(Recorded data)
--------

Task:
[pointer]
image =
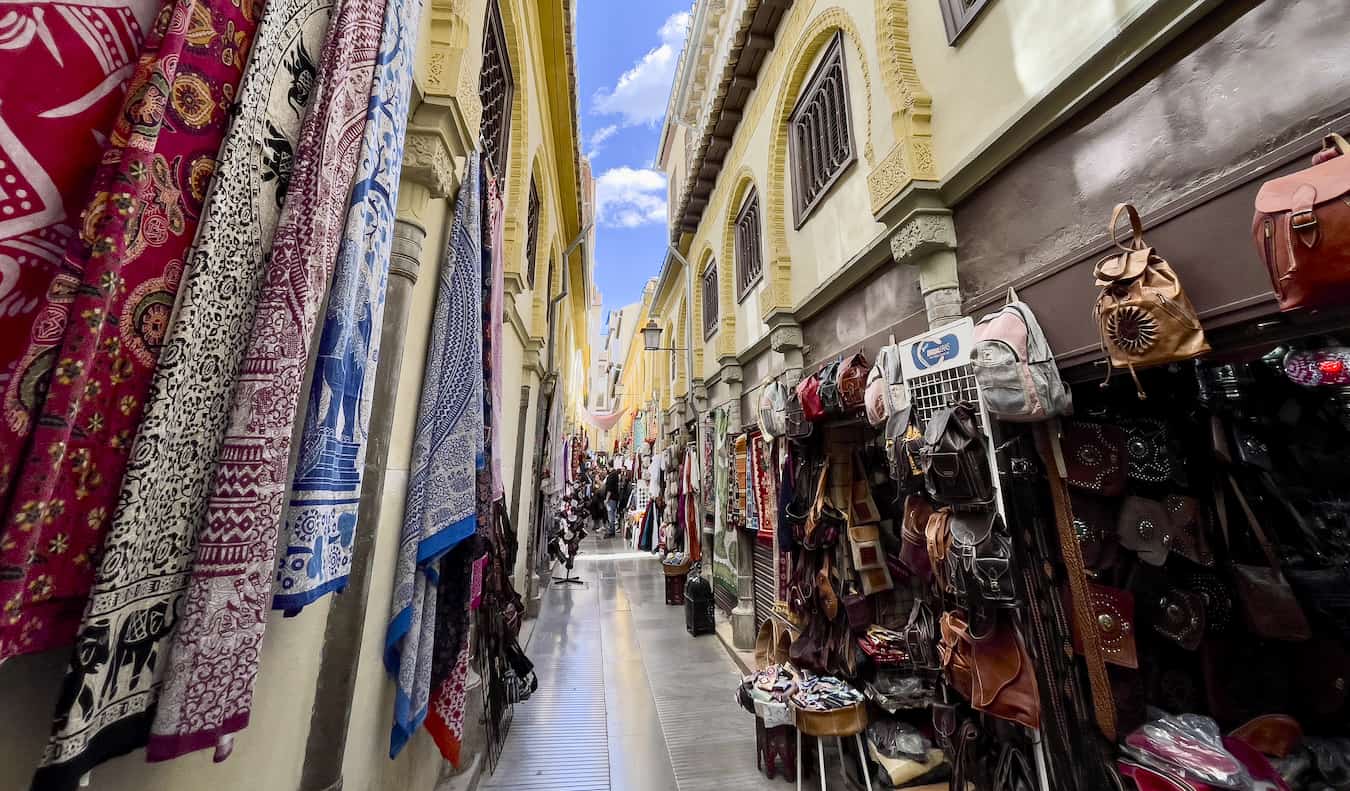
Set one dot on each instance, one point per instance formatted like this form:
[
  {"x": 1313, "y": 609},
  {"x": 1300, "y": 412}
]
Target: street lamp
[{"x": 652, "y": 338}]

--------

# [EXERCISE]
Write out the records once more, word for word, though without the pictures they contain.

# [EXERCISE OUTPUT]
Task:
[pointer]
image =
Set one dot on each instance, one point per instance formatted like this form:
[
  {"x": 1313, "y": 609},
  {"x": 1300, "y": 412}
]
Target: street lamp
[{"x": 652, "y": 338}]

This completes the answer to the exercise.